Invoices for services subject to the DRC must include all the information required on a standard VAT invoice, including how much VAT is due under the reverse charge or the rate of VAT, but must also make it clear that the DRC applies and that the customer is required to account for the VAT. There is no prescribed wording for this but HMRC provide examples of suitable wording in their published guidance.
What actions should businesses take?
As well as considering the impact of the new rules on their invoicing arrangements and cash flows, businesses should review all of their new and existing contracts under which construction services are provided and consider whether it is appropriate to include:
- a warranty from the recipient of relevant supplies that it is an "end-user" or "intermediary supplier" so that the reverse charge does not apply; and
- HMRC's suggested standard wording for intermediary suppliers and end-users in written communications: "We are an end user for the purposes of section 55A of VAT Act 1994 reverse charge for building and construction services. Please issue us with a normal VAT invoice, with VAT charged at the appropriate rate. We will not account for the reverse charge."
Suppliers routinely dealing with end-users and intermediary suppliers might also wish to include a presumption of their customers' status in their contracts, placing the onus on customers to rebut this.
Contractual VAT provisions should also be checked to confirm that they adequately cater for situations where the reverse charge applies.

****

### EXERCISE TASKS
1. List every all-capital abbreviation that appears in the VAT reverse charge passage.
2. Print the rows from the line containing "and find hairy" down to the end of the rows, both included.

### RECORDS
****

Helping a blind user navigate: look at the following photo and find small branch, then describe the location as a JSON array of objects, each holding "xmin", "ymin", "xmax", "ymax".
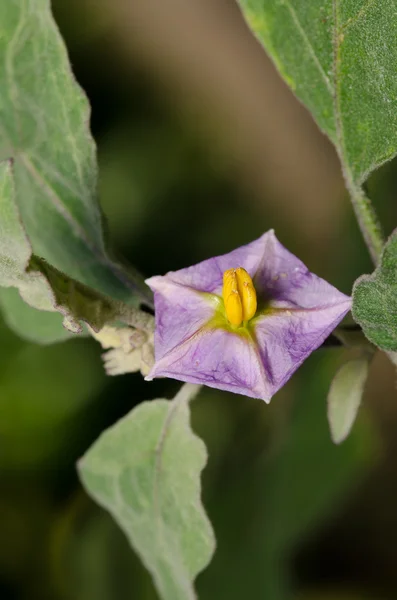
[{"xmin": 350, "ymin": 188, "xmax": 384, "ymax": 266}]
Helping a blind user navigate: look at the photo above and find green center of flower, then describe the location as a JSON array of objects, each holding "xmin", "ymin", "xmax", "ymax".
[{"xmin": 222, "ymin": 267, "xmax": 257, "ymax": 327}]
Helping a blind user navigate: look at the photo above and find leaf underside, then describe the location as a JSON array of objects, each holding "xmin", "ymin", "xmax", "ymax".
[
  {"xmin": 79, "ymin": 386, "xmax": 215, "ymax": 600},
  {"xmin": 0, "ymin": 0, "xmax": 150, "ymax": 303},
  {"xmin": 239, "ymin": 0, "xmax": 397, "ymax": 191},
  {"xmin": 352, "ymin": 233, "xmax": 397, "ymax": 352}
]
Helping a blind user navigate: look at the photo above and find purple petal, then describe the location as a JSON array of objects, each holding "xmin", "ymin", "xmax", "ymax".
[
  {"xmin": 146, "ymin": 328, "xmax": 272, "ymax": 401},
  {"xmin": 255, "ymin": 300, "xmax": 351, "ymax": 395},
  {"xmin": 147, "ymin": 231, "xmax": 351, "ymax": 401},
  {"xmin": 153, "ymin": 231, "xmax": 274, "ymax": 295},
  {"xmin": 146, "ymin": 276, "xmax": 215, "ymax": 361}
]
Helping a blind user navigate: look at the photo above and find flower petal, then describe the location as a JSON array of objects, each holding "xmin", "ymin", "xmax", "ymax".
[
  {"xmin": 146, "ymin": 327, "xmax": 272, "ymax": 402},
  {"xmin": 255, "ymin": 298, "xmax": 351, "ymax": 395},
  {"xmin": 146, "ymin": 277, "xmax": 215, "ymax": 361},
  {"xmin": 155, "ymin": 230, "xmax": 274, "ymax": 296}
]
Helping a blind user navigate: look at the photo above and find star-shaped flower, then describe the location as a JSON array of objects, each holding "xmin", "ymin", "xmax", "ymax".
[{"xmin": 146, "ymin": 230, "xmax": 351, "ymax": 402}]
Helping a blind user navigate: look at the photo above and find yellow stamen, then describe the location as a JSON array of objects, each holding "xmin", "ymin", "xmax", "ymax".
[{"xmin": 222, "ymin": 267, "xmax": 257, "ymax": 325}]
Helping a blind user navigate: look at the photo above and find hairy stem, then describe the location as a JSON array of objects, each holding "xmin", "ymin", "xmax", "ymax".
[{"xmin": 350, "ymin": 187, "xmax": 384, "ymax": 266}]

****

### TASK RESPONSES
1. DRC, VAT, HMRC

2.
Helping a blind user navigate: look at the photo above and find hairy stem, then describe the location as a JSON array of objects, each holding "xmin", "ymin", "xmax", "ymax".
[{"xmin": 350, "ymin": 187, "xmax": 384, "ymax": 266}]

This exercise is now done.